DATA SUPPLIED:
'''

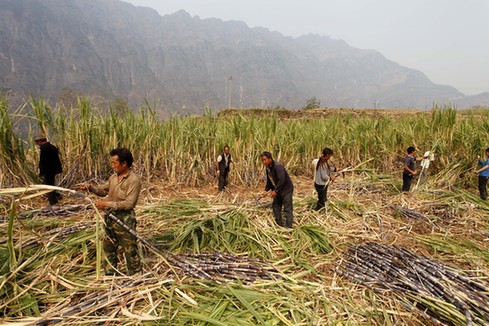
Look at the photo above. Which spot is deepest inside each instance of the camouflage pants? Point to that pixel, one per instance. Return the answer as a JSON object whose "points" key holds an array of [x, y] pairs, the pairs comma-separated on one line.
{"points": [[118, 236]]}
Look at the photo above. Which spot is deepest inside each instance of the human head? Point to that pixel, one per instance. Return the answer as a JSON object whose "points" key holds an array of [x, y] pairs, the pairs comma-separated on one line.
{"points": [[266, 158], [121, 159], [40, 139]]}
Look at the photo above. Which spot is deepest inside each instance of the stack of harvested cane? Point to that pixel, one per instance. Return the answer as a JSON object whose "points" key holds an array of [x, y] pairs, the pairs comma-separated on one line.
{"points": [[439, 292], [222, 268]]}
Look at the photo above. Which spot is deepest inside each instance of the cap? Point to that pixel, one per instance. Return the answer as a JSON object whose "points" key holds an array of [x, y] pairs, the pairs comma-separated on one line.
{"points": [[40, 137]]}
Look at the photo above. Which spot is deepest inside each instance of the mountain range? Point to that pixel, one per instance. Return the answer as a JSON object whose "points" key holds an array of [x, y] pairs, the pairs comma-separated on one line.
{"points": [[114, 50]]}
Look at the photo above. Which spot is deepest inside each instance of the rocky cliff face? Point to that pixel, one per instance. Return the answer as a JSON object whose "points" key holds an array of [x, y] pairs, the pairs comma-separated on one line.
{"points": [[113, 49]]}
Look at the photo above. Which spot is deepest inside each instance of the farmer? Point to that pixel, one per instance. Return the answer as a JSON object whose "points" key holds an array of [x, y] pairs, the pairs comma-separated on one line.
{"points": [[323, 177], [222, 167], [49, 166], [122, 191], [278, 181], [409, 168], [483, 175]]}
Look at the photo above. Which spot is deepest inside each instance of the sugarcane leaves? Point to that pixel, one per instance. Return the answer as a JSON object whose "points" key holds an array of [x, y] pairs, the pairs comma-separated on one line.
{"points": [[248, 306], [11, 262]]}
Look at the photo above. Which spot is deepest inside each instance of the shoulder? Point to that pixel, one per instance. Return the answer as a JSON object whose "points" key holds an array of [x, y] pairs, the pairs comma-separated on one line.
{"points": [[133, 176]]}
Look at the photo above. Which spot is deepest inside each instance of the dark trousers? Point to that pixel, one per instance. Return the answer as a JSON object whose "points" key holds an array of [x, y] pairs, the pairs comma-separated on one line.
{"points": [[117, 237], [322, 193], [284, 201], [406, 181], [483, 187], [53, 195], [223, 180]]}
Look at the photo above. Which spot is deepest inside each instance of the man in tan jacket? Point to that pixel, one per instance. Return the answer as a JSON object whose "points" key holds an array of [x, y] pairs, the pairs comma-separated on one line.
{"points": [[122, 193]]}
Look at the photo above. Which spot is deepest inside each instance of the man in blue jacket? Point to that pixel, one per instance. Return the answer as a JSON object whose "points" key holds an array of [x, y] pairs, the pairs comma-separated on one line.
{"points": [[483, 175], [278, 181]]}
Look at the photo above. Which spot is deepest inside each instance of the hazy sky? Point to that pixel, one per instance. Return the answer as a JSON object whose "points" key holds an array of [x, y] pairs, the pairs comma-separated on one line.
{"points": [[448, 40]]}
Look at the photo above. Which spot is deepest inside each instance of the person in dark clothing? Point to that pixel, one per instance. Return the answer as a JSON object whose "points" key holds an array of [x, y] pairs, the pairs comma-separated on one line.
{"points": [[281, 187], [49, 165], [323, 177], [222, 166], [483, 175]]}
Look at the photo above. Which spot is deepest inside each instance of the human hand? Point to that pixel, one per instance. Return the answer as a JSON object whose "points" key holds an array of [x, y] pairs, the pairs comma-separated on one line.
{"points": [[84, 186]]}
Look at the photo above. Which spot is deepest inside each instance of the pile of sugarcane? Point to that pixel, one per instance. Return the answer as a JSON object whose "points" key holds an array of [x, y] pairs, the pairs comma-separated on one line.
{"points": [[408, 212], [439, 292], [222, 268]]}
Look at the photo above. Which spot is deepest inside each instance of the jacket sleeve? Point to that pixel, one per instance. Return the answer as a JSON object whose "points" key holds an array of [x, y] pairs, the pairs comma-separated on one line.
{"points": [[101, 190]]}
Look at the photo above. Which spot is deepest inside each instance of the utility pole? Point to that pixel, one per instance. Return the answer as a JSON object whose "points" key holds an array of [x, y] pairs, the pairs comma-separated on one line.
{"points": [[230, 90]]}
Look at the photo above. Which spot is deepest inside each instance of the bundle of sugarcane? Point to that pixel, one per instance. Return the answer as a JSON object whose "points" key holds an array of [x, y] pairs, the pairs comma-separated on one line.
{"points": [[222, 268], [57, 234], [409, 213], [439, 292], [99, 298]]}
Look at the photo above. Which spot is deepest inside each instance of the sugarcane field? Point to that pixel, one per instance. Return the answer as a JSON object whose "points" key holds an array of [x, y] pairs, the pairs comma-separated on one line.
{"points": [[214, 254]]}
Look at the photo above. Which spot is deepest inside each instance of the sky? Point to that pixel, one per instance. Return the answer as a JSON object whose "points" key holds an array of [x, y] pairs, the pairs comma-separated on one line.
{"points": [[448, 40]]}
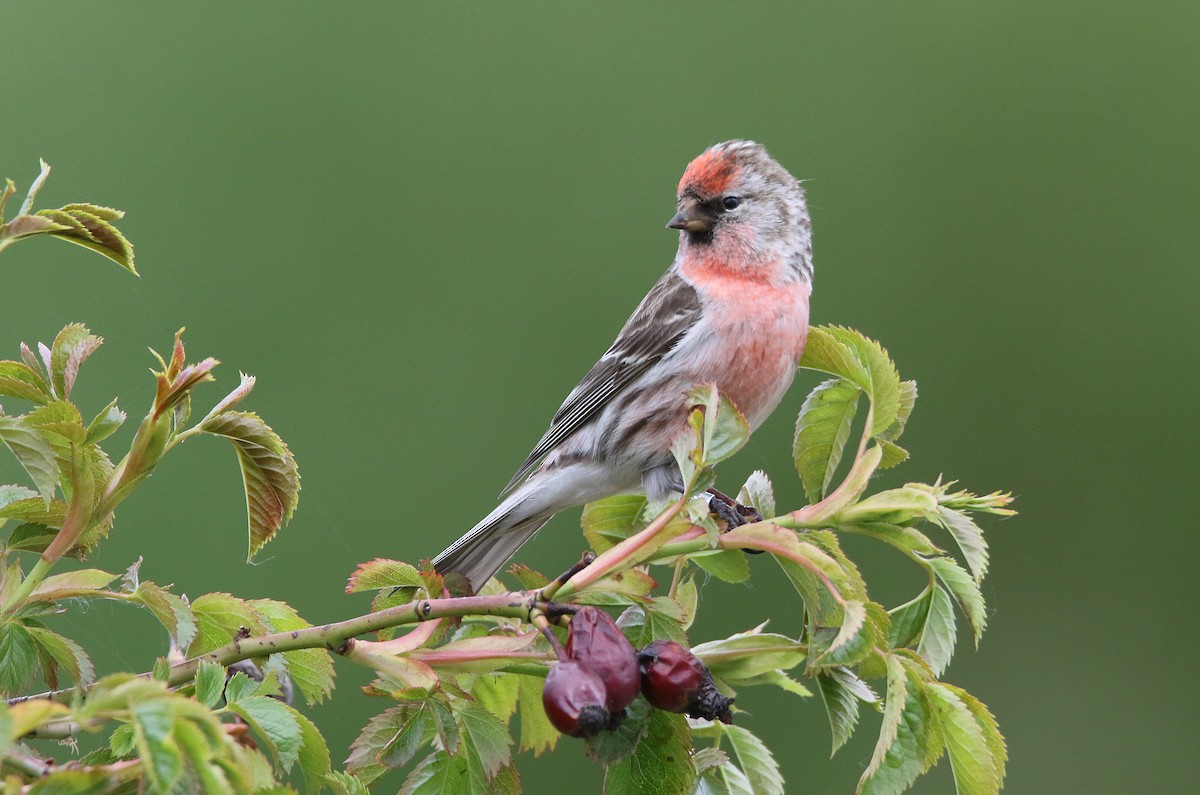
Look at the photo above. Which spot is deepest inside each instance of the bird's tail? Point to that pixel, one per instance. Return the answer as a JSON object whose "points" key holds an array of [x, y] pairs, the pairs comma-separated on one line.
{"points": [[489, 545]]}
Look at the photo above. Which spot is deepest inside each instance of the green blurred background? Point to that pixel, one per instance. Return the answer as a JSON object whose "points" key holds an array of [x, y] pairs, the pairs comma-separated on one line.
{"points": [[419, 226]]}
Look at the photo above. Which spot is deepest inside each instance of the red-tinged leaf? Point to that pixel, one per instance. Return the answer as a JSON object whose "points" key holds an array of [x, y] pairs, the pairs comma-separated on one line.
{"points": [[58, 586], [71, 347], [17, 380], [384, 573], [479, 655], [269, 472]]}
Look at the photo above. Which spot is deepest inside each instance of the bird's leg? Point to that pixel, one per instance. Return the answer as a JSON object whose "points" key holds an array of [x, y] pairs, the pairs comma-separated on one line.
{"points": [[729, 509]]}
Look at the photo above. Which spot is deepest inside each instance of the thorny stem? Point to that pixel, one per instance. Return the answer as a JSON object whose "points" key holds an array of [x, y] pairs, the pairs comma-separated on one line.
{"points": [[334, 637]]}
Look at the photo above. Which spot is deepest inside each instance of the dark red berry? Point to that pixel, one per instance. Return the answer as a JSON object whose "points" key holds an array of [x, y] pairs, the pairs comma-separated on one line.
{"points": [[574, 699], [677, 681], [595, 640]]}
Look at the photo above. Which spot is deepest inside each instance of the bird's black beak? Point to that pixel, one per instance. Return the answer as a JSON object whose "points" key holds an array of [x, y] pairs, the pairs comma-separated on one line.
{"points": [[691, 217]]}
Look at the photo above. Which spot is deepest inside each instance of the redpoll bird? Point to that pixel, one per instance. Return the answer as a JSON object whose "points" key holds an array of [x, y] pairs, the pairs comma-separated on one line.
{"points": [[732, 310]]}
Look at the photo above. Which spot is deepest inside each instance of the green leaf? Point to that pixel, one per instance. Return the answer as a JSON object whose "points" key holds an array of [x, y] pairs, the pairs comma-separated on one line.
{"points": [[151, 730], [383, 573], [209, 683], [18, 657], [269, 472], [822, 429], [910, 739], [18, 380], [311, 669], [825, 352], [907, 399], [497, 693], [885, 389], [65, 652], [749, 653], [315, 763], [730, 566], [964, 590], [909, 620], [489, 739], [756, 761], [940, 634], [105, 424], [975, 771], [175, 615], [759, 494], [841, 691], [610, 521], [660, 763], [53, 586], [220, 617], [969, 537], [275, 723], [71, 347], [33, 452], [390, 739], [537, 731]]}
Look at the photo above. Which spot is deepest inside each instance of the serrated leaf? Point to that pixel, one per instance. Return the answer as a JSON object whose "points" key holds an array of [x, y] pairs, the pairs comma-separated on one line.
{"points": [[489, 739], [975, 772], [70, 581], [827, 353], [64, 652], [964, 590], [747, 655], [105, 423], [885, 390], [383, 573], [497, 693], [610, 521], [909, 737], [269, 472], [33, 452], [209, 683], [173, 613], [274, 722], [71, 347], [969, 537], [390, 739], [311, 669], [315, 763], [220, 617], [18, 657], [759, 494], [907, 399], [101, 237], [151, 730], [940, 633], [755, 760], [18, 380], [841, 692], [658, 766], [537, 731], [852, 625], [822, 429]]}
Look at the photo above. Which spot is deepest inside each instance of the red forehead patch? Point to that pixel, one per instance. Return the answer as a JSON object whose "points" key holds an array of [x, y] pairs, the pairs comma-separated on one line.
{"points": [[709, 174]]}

'''
'''

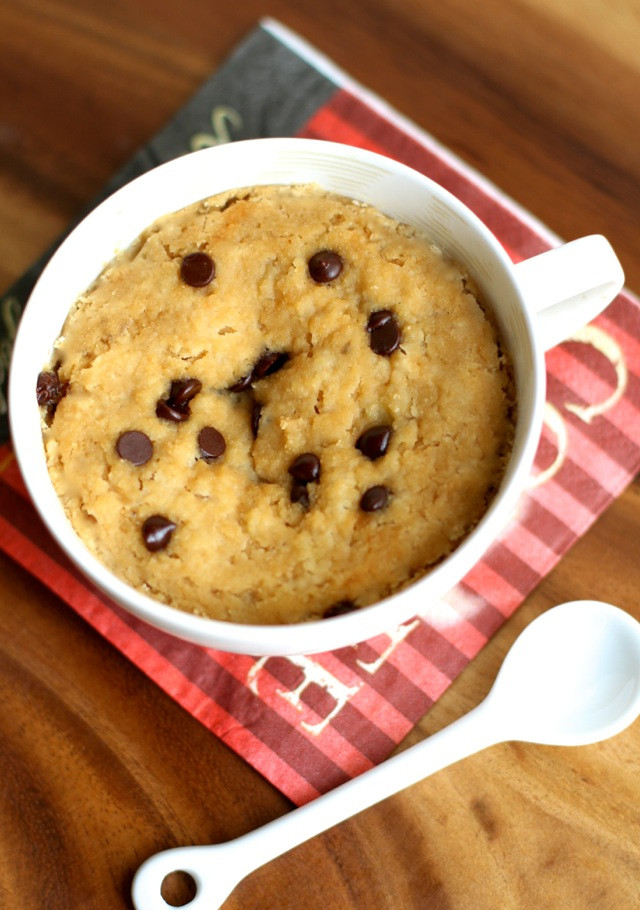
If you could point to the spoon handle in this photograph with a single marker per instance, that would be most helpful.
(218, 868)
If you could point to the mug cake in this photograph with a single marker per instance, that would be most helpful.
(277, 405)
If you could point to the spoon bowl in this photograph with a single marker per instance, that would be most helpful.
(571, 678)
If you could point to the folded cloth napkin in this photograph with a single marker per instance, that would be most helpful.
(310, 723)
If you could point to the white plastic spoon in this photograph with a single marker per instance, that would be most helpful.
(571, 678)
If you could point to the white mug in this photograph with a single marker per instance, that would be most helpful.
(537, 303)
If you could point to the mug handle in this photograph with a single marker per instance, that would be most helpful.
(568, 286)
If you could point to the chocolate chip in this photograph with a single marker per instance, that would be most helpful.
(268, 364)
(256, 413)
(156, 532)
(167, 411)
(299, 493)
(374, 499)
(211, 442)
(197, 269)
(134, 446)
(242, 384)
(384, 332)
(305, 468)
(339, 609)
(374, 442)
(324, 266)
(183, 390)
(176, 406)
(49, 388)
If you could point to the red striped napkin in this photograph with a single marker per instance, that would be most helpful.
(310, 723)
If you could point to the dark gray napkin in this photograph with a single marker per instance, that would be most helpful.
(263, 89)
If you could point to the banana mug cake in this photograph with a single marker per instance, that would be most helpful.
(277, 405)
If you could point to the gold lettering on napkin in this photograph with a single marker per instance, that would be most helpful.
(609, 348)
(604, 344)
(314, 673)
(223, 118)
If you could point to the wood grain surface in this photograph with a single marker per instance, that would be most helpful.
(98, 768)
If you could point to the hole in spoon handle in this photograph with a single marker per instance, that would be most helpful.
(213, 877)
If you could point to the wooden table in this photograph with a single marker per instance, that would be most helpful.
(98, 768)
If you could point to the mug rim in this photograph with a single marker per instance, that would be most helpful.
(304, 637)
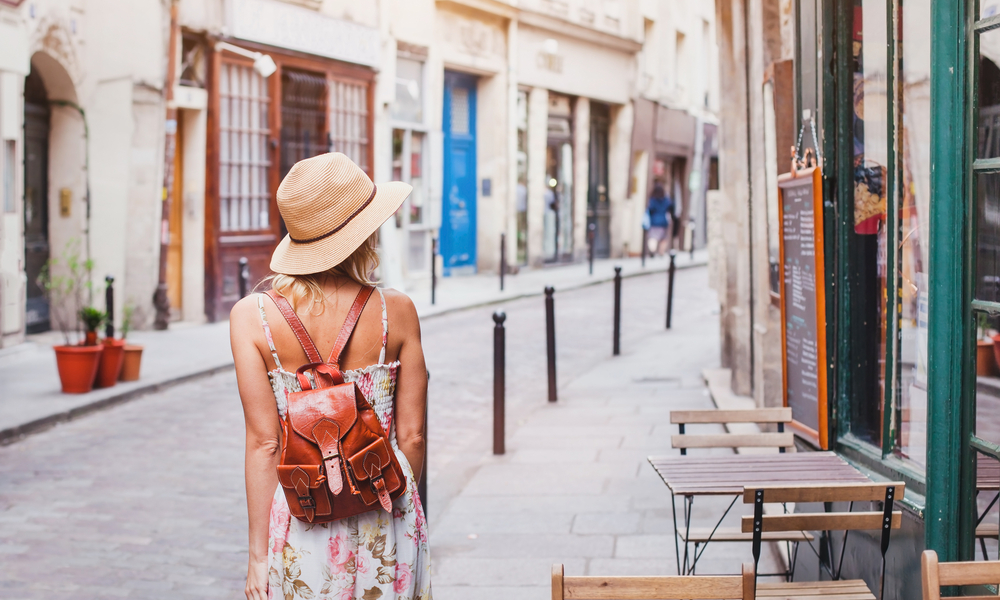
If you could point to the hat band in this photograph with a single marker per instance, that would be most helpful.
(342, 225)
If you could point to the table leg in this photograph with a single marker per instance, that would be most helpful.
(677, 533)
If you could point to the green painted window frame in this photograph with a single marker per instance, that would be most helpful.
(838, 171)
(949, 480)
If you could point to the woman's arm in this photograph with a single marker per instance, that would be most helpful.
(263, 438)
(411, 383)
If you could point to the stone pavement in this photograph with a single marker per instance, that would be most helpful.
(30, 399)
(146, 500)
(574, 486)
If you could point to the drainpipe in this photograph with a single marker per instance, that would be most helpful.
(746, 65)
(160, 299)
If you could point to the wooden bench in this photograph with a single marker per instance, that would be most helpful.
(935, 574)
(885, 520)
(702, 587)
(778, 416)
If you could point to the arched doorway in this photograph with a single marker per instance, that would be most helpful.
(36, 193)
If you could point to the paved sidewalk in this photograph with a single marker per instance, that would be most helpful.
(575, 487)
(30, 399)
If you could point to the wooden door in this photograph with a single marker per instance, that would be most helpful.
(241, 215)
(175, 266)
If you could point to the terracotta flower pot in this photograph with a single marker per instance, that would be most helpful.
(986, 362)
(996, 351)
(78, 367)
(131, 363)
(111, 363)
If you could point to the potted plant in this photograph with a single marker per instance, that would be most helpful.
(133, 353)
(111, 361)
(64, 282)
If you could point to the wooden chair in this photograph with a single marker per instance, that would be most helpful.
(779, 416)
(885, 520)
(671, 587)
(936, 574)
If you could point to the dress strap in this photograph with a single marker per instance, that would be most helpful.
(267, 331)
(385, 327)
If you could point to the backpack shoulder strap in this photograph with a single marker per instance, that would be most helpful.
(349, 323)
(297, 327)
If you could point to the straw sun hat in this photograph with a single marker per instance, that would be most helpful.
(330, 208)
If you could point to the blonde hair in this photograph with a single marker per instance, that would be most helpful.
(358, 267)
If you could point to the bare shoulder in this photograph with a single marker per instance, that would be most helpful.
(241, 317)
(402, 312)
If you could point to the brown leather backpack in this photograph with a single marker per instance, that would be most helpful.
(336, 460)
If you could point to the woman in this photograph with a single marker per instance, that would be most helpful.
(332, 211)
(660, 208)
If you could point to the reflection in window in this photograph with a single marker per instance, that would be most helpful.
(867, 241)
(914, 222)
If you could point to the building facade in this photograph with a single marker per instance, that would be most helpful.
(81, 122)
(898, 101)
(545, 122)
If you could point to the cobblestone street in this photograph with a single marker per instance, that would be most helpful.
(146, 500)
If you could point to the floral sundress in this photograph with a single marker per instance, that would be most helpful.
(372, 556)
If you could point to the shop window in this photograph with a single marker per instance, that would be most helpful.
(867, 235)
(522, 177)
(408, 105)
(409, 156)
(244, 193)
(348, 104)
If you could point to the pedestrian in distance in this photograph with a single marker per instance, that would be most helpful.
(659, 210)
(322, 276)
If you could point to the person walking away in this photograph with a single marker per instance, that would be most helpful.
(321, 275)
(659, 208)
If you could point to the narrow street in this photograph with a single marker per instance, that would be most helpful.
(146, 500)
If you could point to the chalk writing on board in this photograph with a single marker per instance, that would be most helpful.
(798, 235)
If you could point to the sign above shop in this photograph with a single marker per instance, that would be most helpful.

'''

Locate every line in the data above that contains the word "street", and copy each of those lines in full.

If you could point to the cobblestone street in this photograph with a single marker per instance, that would be most helpful.
If you could point to the narrow street in this photograph with a single marker per instance, that would be most helpful.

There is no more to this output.